____ DATA FOR REVIEW

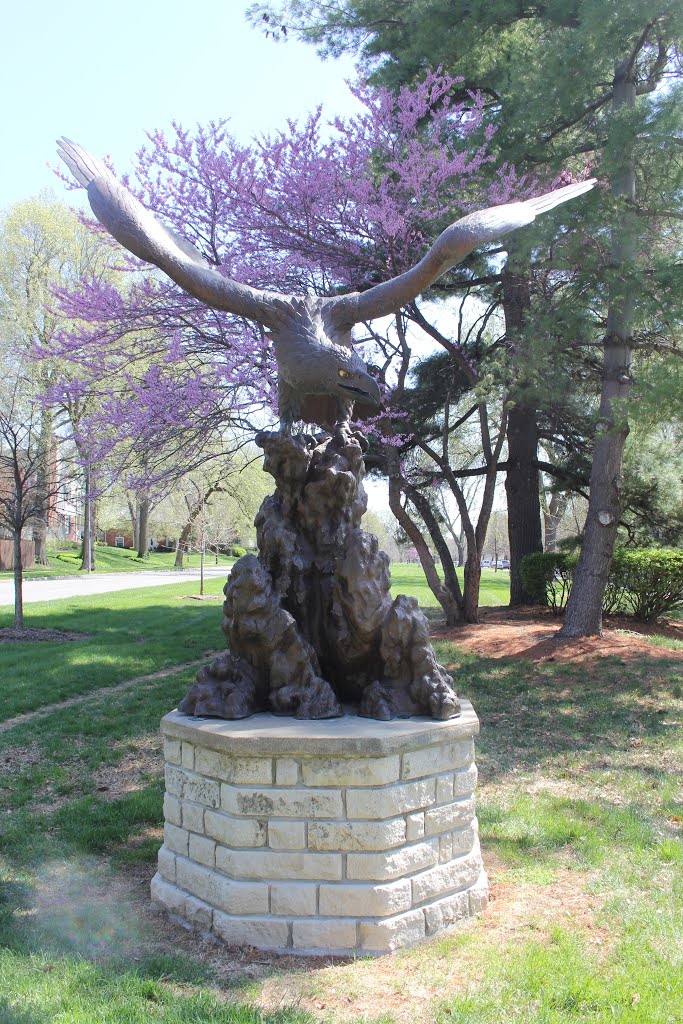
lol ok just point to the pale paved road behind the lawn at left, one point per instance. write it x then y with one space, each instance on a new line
101 583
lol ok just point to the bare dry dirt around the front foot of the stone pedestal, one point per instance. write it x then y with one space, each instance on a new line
408 987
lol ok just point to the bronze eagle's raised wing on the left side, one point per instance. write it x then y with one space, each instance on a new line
140 232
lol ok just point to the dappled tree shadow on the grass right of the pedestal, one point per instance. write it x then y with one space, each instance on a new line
533 714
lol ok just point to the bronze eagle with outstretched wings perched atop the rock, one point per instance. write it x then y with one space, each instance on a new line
312 336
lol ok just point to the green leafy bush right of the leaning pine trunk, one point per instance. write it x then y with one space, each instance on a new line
652 580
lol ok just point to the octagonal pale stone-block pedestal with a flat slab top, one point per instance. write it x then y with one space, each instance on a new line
346 836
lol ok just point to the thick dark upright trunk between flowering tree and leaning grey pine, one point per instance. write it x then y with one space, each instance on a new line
523 481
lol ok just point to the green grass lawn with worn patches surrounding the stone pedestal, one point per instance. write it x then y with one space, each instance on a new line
580 808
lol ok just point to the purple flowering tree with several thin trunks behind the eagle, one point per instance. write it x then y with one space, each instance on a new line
313 208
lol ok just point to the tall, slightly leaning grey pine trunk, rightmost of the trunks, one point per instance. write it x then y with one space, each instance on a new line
584 612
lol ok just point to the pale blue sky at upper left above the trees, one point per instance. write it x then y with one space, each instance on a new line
104 74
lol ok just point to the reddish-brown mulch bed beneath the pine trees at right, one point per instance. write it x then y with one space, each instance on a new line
532 635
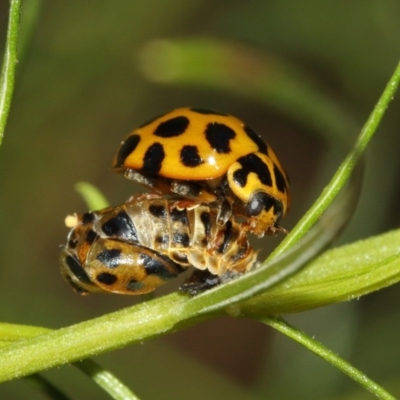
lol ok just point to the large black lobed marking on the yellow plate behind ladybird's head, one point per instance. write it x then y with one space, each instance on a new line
252 163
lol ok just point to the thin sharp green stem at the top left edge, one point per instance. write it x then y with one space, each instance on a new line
9 64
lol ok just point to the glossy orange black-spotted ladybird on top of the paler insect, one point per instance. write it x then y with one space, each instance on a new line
208 156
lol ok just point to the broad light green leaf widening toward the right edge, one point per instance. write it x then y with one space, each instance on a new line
340 274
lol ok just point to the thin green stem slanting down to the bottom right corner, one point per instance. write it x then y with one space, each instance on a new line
328 355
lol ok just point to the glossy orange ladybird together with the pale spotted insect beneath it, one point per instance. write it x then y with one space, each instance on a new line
219 180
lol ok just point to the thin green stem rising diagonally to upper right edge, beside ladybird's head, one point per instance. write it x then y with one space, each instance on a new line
346 168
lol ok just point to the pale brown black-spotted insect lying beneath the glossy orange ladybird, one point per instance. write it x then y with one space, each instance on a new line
135 247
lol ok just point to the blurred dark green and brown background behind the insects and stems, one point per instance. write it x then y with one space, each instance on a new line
91 71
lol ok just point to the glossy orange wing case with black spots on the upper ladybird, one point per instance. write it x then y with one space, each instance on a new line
203 148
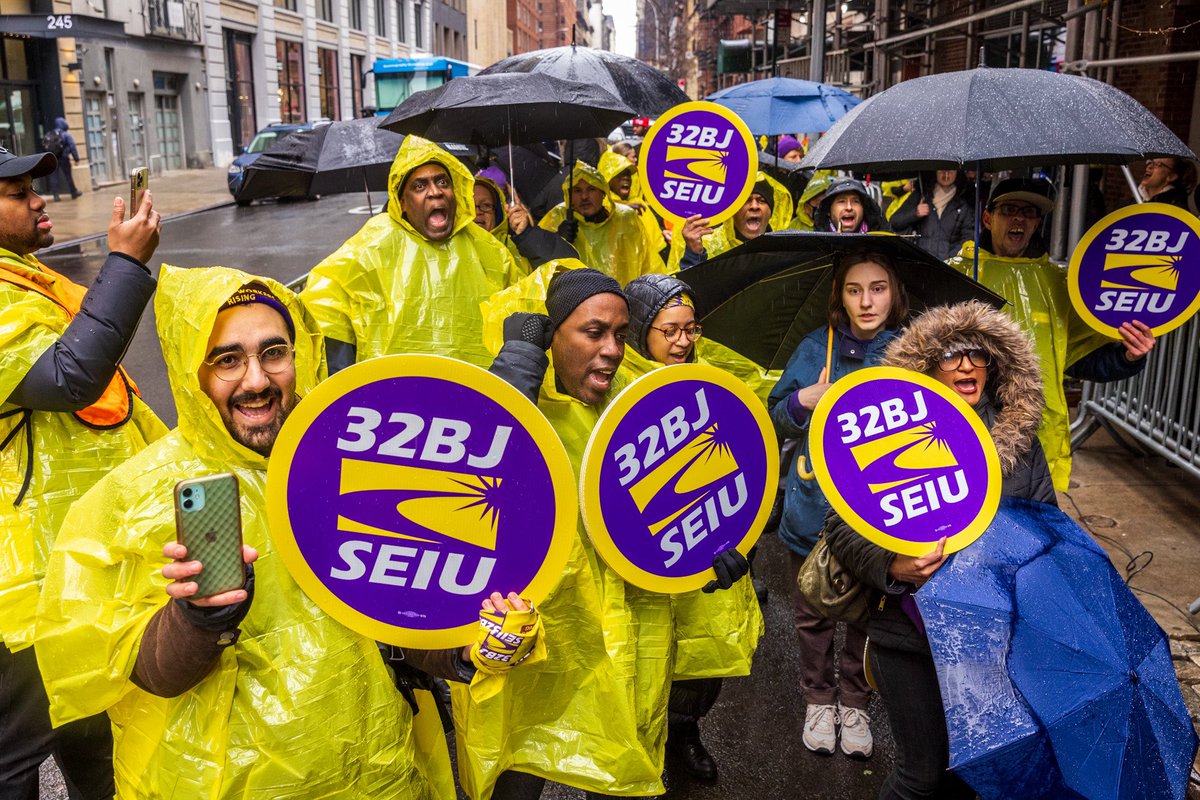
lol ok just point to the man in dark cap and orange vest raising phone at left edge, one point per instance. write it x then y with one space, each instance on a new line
69 414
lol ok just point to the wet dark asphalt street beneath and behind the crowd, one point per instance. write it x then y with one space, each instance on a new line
755 730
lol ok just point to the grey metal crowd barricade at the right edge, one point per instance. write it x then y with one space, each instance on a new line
1160 408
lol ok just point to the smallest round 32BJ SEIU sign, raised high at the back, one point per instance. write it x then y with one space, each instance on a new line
699 159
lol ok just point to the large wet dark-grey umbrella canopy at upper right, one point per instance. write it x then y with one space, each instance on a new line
999 119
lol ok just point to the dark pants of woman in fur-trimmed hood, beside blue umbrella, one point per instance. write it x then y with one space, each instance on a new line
909 688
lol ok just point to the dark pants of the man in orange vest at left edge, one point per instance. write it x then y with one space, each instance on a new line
83 750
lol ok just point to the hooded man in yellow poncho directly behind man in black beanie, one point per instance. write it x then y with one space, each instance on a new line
609 237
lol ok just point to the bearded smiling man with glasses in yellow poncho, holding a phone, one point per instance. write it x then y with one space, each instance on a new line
250 695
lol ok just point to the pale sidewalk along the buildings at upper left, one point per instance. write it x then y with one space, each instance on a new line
175 193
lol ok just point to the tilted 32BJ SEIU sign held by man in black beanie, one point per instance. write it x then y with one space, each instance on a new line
682 466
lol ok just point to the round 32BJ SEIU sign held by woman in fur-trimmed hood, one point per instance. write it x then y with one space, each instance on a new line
905 461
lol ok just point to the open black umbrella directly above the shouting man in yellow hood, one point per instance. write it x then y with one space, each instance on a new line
496 110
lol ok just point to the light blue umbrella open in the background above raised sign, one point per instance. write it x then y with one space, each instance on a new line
777 106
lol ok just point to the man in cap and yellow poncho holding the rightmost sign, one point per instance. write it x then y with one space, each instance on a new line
1013 262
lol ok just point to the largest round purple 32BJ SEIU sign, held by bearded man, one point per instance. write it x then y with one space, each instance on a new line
405 490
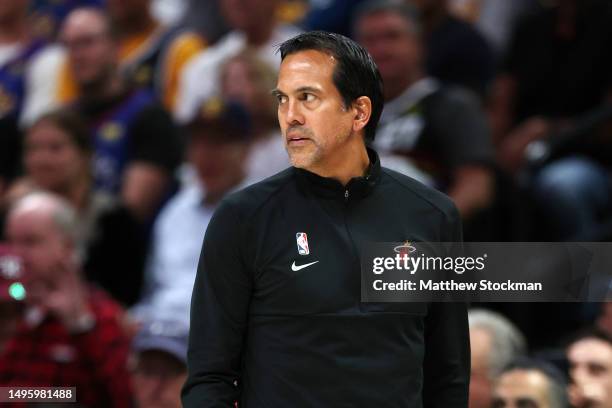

________

The data should be printed again unchanged; leave its pictures out.

RESPONSE AREA:
lol ok just point to the pale paved road behind the lawn at left, one point per instance. write it x then y with one space, each instance on a new line
101 583
lol ok just point to the bare dry dirt around the front foot of the stone pedestal, one point per instance. write it x then y with one space, each instance on a new line
408 987
lol ok just point to the bronze eagle's raised wing on the left side, one point per instance. write it x then y with one space, each instance on a new line
140 232
lol ok just point to the dappled tree shadow on the grass right of the pedestal, one point per instance. write it x then y with one space, each instance on a new line
533 714
lol ok just point to the bronze eagle with outstretched wings perched atop the rock, one point per instance. write it x then y with one space, each instance on a new line
312 336
lol ok just point to the green leafy bush right of the leaning pine trunk, one point per instance. write it x then y with one space, each instance on a new line
652 580
lol ok just point to the octagonal pale stone-block pedestal with a flat slab top, one point per instance. write it x then y with one space, each instance on a new line
346 836
lol ok just point to the thick dark upright trunk between flowering tree and leaning grey pine, one point per instance. write it x then y with one space, each instance on a new line
523 481
lol ok just point to the green grass lawn with worn patches surrounding the stone pedestal, one point per instance. write it x then y with one space, each instance on a new line
580 808
lol ok just point to the purple flowering tree with several thin trunks behind the eagle, one point per instance. write it x then y with one space, each instance on a new line
313 208
lol ok just point to the tall, slightly leaning grey pine trunk, rightmost of the trunks, one point per instance. write it x then y with one space, each instance on a new line
584 612
lol ok just point to the pale blue sky at upper left above the trees, one point per instance. write it x then y with one space, each instance on a new line
104 74
lol ok just point to the reddish-brown mulch bed beneath the pine trees at right, one point per instance. write it x then y with one space, each instance on a new line
532 635
lol ok just point to the large black lobed marking on the yellow plate behind ladybird's head, one point per instance. write it x then y with one space, each instance on a new line
252 163
lol ok just point to the thin sharp green stem at the top left edge, one point per instance. write it x then y with one space, each instance on a new line
9 64
lol ok just point to the glossy orange black-spotted ladybird on top of the paler insect, one point per instance. write it x then y with one space, each instance on a new line
208 156
lol ok just point to the broad light green leaf widening toward the right edge, one point per instance. write it x then y with one space, each instance on a new line
340 274
lol ok just point to the thin green stem slanting down to the bottom right corner, one point per instance. write it x then y with one space, each instance on a new line
328 355
lol ok just point to the glossy orange ladybird together with the pale spotted insect beneath it, one point per instance. write it x then y with one space, each instance on a new line
219 180
lol ok just point to the thin green stem rising diagonally to upper right edge, beside ladybird's head, one point per instance. write it x then y with one space, each instance on a new line
346 168
lol ok just point to the pale brown black-spotted insect lying beneath the glossy orange ladybird, one point per instance. write it x then y with one space, each instance on a new line
135 247
lol ok just point to the blurred dark green and brown background behind the insects and stems, one point per instance. write it x then y with one space, each instance on a new line
91 71
lol ok just point to the glossy orange wing case with black spots on the upper ladybird, one point per instance. write it x then y with one space, each instance on a new line
203 148
lol ok just point to the man in dark cap and orange vest raising phone at left edge, one point per instance. write it x then y with one space, each instance on a new line
69 414
lol ok just point to the wet dark asphalt street beneath and behind the crowd, one point per instance. write it x then y with one space, each instance on a new line
755 730
lol ok just point to the grey metal crowd barricade at the right edge, one point per instance. write it x then y with one space, each instance on a new line
1160 408
lol ok just point to the smallest round 32BJ SEIU sign, raised high at the back, one point per instance. write it x then y with one space, each instance on a new line
699 159
lol ok just point to the large wet dark-grey umbrella canopy at upper right, one point per instance. write it x then y with one space, each instance on a new line
999 119
lol ok just point to the dark pants of woman in fur-trimmed hood, beside blue umbrella, one point per instance. write it x then y with one space, each instance on a new line
909 688
lol ok just point to the dark pants of the man in orange vest at left edge, one point per instance. write it x then y with one space, each instance on a new line
83 750
lol ok just point to the hooded man in yellow poncho directly behind man in black beanie, one point per instance. write it x then y with one space, each instance on a new line
609 237
lol ok just point to the bearded smiling man with glasses in yellow poncho, holding a phone, one point per instance. write it x then y with one space, each instance on a new line
250 695
lol ok just point to the pale sidewalk along the buildings at upper left, one point per instance. write it x then y with one space, each instance on a new line
175 193
lol ok just point to the tilted 32BJ SEIU sign held by man in black beanie, one point per instance. write it x then y with one space, each instance on a new line
682 466
lol ok just point to the round 32BJ SEIU sign held by woman in fur-trimmed hood, one point per instance. write it x then y with one space, each instance on a new line
905 461
lol ok just point to the open black umbrella directly above the shouting man in yellow hood, one point per instance. write it x then y with one space, each instance on a new line
496 110
lol ok just point to the light blue umbrella open in the background above raised sign, one point per instance. write it x then y with one space, each instance on a new line
777 106
lol ok just point to the man in cap and yellow poncho holding the rightmost sign, one point per instance. write it x then y with one space, each instance on a new line
1013 262
lol ok just point to the largest round purple 32BJ SEIU sign, held by bearded man, one point per instance. write it x then y with one space, each instance on a new line
405 490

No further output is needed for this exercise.